## What is expected
Which lines below contain the word "window"? Copy each one.

Saved entries
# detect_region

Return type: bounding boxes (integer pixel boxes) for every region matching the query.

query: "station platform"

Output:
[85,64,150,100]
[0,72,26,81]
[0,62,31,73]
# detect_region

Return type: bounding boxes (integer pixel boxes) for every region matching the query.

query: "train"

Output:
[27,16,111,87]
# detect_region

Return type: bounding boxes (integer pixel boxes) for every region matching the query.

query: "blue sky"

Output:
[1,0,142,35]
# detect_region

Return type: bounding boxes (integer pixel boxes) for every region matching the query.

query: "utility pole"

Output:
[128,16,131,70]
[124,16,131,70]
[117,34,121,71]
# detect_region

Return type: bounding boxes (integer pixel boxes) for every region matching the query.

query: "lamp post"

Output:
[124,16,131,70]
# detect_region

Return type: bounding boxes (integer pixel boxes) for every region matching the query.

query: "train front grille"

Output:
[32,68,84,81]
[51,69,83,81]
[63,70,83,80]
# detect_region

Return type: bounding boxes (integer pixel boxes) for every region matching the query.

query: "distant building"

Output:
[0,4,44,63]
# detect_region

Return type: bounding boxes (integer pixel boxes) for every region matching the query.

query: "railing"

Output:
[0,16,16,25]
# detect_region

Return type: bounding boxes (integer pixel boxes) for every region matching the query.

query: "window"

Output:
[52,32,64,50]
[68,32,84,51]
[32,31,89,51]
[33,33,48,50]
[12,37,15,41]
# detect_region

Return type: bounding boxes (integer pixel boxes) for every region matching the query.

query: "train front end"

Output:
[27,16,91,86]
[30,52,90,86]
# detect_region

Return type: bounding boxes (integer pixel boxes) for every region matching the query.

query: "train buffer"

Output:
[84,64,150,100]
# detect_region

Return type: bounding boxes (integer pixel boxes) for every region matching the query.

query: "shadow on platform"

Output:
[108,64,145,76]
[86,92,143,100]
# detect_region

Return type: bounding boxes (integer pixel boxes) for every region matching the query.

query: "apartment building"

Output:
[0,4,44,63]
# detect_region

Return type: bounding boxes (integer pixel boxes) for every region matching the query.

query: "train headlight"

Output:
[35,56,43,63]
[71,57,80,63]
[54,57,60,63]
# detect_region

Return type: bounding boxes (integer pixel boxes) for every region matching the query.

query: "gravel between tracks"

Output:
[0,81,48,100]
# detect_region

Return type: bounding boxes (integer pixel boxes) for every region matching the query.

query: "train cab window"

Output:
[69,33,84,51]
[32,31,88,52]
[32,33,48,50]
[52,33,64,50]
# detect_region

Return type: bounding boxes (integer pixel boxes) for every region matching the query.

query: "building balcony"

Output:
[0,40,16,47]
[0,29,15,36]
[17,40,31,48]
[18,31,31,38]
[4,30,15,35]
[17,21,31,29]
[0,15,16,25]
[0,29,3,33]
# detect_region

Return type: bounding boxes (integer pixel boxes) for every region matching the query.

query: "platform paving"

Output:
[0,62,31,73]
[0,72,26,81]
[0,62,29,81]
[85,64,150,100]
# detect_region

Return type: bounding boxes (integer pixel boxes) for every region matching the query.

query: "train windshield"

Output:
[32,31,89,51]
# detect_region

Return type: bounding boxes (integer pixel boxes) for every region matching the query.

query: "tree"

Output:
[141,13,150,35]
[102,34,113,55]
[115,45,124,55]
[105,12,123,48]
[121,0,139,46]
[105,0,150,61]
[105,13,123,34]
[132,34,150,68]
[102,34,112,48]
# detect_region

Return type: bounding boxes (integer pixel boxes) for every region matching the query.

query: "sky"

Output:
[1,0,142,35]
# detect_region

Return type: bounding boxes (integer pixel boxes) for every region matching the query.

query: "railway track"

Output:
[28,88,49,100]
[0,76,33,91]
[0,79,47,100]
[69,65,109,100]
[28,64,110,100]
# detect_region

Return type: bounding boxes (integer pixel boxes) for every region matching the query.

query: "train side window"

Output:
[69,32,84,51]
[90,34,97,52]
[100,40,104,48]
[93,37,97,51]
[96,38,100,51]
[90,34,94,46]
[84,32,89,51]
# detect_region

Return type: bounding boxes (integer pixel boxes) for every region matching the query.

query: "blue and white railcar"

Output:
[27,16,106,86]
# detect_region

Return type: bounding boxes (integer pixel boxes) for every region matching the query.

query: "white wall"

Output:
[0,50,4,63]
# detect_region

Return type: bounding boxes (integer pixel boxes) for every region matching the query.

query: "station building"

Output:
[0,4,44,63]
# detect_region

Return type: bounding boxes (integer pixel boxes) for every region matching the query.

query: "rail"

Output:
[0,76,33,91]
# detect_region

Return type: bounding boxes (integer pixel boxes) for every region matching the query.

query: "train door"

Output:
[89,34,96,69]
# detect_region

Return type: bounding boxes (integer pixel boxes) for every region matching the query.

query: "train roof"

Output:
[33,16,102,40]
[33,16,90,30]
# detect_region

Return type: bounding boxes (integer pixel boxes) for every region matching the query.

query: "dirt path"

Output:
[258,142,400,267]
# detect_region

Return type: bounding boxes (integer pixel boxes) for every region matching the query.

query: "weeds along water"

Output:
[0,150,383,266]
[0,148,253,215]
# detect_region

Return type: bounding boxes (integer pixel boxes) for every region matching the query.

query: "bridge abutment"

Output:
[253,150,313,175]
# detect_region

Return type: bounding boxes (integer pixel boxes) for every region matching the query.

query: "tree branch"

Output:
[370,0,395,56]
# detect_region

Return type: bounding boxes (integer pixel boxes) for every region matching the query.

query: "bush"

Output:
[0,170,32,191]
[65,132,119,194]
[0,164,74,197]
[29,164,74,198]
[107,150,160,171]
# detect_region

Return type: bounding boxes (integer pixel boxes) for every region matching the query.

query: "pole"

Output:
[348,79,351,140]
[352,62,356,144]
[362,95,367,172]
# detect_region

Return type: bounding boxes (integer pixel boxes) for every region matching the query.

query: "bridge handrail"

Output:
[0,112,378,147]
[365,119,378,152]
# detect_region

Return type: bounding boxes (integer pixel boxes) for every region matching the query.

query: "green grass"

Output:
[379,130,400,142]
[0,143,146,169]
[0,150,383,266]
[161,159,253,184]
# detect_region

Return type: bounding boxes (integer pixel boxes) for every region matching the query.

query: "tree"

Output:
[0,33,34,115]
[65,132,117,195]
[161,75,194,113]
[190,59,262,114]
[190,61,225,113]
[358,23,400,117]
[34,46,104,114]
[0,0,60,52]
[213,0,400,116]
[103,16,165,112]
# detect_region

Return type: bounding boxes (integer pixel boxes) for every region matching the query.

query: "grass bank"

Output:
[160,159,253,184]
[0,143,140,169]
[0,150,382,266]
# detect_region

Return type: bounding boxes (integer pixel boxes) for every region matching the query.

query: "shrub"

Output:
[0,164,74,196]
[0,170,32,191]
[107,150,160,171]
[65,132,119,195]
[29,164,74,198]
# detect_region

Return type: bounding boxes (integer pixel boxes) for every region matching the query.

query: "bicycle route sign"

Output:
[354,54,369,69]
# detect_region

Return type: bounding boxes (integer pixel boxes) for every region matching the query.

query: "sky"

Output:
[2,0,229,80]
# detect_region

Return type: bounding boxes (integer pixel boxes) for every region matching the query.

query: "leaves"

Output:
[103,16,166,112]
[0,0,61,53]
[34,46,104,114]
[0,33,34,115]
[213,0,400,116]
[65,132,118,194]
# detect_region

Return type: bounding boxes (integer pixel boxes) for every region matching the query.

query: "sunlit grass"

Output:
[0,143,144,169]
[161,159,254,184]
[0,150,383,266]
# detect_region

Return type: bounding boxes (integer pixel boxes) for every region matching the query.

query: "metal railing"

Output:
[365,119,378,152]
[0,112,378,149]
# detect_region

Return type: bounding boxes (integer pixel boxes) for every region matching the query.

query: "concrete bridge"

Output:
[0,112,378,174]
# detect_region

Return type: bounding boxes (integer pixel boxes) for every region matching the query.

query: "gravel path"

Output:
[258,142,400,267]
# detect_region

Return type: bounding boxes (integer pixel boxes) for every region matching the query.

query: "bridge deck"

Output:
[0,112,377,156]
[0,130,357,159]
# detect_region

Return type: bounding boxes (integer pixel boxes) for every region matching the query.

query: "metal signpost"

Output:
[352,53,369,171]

## Result of this task
query: "window"
query: "train cab window"
query: "train side window"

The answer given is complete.